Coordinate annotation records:
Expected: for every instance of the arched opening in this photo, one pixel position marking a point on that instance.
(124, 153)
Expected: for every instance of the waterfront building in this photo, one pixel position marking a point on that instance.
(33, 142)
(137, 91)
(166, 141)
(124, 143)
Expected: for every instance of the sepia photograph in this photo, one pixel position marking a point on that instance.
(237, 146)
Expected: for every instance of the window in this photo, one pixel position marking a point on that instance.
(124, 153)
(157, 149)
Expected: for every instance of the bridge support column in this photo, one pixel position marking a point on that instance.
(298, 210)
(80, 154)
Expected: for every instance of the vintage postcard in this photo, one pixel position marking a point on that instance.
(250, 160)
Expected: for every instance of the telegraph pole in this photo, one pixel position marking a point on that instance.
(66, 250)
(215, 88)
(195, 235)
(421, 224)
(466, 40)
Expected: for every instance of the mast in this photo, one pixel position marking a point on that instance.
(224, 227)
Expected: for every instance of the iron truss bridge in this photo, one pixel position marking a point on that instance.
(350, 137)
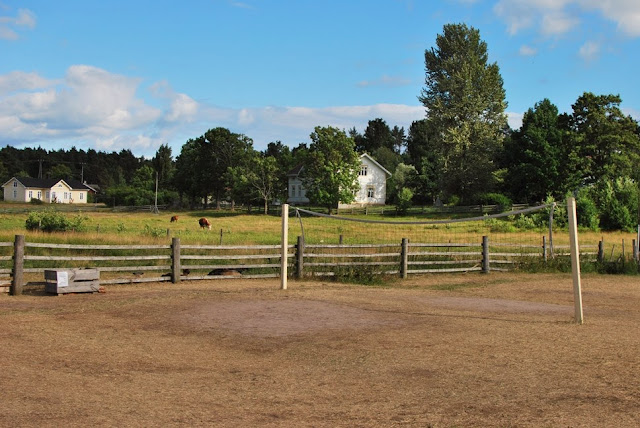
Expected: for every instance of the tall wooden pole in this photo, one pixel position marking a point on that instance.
(18, 266)
(285, 247)
(575, 260)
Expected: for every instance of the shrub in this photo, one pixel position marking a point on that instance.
(404, 200)
(587, 212)
(495, 199)
(51, 221)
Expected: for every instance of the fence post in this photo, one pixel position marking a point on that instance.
(284, 250)
(404, 258)
(553, 207)
(175, 260)
(601, 251)
(18, 266)
(485, 254)
(300, 258)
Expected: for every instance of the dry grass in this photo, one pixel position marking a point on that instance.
(442, 351)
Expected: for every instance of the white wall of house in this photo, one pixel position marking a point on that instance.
(61, 192)
(373, 183)
(297, 193)
(372, 190)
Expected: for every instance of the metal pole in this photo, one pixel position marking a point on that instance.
(485, 254)
(175, 260)
(405, 258)
(18, 266)
(285, 247)
(575, 260)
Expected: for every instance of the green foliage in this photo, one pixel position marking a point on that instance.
(499, 225)
(404, 200)
(534, 155)
(155, 232)
(495, 199)
(587, 212)
(617, 201)
(365, 275)
(525, 222)
(52, 221)
(465, 98)
(331, 170)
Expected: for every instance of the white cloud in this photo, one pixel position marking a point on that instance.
(9, 25)
(557, 17)
(515, 120)
(589, 51)
(527, 50)
(90, 107)
(385, 80)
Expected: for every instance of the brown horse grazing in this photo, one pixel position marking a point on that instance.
(204, 223)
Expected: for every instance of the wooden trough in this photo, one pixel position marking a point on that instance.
(62, 281)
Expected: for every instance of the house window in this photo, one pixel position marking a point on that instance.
(370, 192)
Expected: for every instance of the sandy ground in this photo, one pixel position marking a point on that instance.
(440, 351)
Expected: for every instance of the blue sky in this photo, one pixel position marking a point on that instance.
(136, 74)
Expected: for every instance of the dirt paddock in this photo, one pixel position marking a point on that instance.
(440, 351)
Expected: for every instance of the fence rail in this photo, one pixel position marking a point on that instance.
(141, 263)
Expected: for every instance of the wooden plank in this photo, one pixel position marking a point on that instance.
(451, 244)
(449, 253)
(330, 256)
(235, 257)
(132, 268)
(444, 262)
(231, 247)
(347, 246)
(238, 266)
(471, 269)
(97, 247)
(85, 258)
(353, 264)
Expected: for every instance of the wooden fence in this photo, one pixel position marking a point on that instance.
(120, 264)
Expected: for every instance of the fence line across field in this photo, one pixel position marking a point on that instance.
(261, 261)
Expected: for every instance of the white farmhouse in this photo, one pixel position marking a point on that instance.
(24, 189)
(372, 179)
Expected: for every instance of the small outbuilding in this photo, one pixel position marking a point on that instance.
(48, 190)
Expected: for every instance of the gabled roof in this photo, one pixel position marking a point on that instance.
(47, 183)
(298, 168)
(376, 163)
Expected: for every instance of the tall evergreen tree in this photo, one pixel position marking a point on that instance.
(465, 100)
(534, 156)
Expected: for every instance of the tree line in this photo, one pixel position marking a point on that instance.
(462, 152)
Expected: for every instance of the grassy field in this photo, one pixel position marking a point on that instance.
(434, 351)
(239, 228)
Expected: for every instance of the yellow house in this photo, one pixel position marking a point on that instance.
(48, 190)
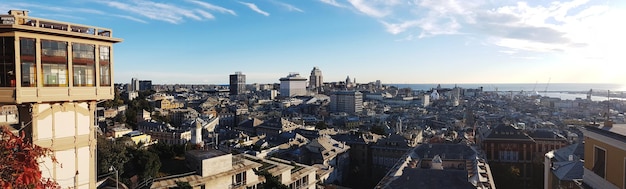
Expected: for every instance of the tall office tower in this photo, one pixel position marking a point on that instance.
(237, 83)
(134, 84)
(53, 74)
(316, 79)
(145, 85)
(346, 101)
(292, 85)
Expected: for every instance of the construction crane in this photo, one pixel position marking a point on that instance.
(547, 84)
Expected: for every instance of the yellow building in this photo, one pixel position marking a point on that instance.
(54, 73)
(605, 156)
(139, 137)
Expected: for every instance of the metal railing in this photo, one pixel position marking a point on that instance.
(54, 25)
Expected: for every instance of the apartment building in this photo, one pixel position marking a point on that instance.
(54, 73)
(219, 170)
(605, 156)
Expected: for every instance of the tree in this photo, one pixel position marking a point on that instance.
(18, 163)
(182, 185)
(111, 153)
(143, 163)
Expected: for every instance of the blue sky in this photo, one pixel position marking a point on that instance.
(414, 41)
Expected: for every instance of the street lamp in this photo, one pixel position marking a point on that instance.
(116, 176)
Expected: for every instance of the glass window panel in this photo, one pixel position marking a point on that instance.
(105, 66)
(54, 63)
(7, 62)
(28, 58)
(83, 61)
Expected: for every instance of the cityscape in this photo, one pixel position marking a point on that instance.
(69, 121)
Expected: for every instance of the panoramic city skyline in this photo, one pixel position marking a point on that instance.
(202, 42)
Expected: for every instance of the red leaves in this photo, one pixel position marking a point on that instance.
(18, 162)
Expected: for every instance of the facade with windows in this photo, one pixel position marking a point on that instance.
(605, 156)
(237, 83)
(54, 73)
(316, 80)
(346, 101)
(293, 85)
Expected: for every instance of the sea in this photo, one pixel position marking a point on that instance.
(564, 91)
(550, 87)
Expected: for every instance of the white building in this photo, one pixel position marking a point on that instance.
(346, 101)
(293, 85)
(316, 79)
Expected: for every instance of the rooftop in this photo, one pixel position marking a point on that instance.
(18, 20)
(205, 154)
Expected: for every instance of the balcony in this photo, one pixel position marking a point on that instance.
(20, 22)
(19, 95)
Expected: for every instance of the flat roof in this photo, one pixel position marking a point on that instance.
(17, 22)
(206, 154)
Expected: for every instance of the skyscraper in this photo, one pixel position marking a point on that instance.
(292, 85)
(134, 84)
(316, 79)
(53, 75)
(237, 83)
(346, 101)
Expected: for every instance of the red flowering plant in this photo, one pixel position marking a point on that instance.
(19, 167)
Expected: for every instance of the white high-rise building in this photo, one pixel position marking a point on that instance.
(292, 85)
(134, 84)
(237, 83)
(316, 79)
(346, 101)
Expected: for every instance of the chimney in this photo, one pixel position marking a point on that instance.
(608, 123)
(18, 12)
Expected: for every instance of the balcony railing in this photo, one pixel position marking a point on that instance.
(15, 20)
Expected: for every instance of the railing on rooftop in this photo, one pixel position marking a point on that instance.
(54, 25)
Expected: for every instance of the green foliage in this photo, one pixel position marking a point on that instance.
(164, 151)
(128, 160)
(111, 153)
(117, 100)
(143, 163)
(19, 167)
(506, 176)
(160, 118)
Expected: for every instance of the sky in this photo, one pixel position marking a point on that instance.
(409, 41)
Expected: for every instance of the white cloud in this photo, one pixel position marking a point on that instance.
(156, 11)
(213, 7)
(564, 27)
(333, 3)
(130, 18)
(367, 9)
(205, 14)
(255, 8)
(289, 7)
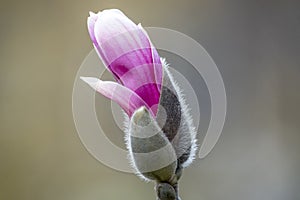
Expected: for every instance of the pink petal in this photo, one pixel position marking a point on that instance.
(126, 98)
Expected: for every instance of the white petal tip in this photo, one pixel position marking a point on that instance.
(93, 82)
(92, 13)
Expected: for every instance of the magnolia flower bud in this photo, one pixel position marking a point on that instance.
(151, 153)
(175, 121)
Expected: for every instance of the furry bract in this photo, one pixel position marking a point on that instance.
(159, 131)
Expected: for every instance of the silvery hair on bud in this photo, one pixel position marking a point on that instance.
(174, 120)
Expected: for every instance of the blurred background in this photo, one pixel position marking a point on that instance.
(255, 45)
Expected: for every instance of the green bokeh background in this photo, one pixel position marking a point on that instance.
(256, 46)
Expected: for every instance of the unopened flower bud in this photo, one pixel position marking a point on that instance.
(151, 153)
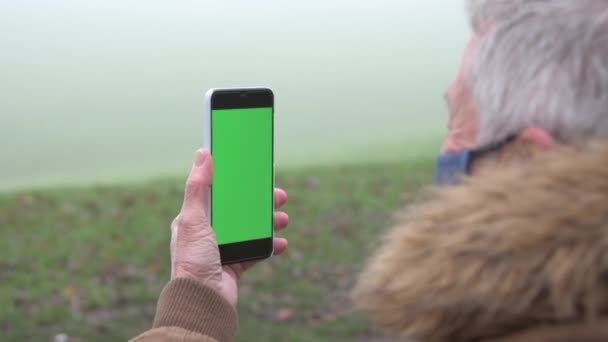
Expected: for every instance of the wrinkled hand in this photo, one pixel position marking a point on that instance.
(194, 250)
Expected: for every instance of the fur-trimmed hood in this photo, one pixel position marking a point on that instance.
(514, 248)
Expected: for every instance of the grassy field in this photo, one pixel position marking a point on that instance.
(90, 262)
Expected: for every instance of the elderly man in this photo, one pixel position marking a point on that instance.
(516, 249)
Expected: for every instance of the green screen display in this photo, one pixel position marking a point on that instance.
(242, 192)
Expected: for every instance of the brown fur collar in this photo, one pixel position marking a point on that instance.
(512, 249)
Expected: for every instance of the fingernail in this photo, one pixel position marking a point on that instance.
(201, 156)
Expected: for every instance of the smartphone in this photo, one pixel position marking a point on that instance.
(239, 132)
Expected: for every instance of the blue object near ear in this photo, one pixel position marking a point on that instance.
(452, 167)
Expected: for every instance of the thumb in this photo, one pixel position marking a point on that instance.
(196, 195)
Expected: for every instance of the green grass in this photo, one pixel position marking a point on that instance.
(90, 262)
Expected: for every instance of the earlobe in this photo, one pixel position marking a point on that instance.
(537, 136)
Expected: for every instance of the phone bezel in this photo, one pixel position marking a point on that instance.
(237, 98)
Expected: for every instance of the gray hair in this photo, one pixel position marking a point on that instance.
(541, 63)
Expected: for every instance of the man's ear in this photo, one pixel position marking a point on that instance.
(537, 136)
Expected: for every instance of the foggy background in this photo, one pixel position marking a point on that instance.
(112, 91)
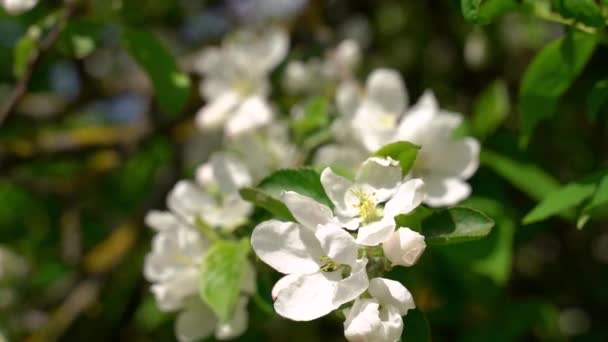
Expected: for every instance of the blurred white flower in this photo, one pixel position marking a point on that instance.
(379, 117)
(18, 6)
(358, 205)
(379, 319)
(320, 261)
(404, 247)
(235, 88)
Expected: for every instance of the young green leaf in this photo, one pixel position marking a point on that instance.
(484, 11)
(403, 151)
(221, 276)
(565, 198)
(491, 109)
(455, 225)
(306, 182)
(171, 85)
(528, 178)
(549, 75)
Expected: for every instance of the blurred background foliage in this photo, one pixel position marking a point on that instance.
(105, 128)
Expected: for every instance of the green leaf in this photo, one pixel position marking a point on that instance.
(24, 49)
(596, 99)
(171, 85)
(484, 11)
(584, 11)
(403, 151)
(491, 109)
(455, 225)
(221, 276)
(549, 75)
(416, 327)
(528, 178)
(316, 115)
(265, 201)
(565, 198)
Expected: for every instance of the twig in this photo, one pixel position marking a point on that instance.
(45, 45)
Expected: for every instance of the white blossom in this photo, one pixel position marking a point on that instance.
(358, 204)
(18, 6)
(235, 87)
(320, 261)
(379, 319)
(404, 247)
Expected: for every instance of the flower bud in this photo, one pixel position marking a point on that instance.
(404, 247)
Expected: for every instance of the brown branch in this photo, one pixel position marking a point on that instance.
(45, 45)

Problem description → Give again only the lines of the material above that run from the one with "Expected: for every instance of the blurred background foliage" through the end, both included, exactly as they appear.

Result of the exercise →
Expected: for every instance of the blurred background foliage in this photo, one pixel position marking a point on that instance.
(105, 128)
Expected: for every instance of the green leaf in this photo, one pixel position marking a point on that instance.
(24, 49)
(596, 99)
(171, 85)
(484, 11)
(584, 11)
(403, 151)
(491, 109)
(455, 225)
(221, 276)
(549, 75)
(416, 327)
(528, 178)
(316, 115)
(265, 201)
(565, 198)
Expected: for every instance of the twig in this photo, one pixel position marking a point on that instance.
(45, 45)
Expected: for every instance of the white blossom in this photo, one pixel position marking a point on that instance.
(358, 204)
(18, 6)
(235, 87)
(320, 261)
(379, 319)
(404, 247)
Expected: for every instance of the flower bud in this photo, one pixel position marking a point on that instance.
(404, 247)
Expected: for every instance of the brown branch in this photo, one pixel position marking a point on that instance.
(45, 45)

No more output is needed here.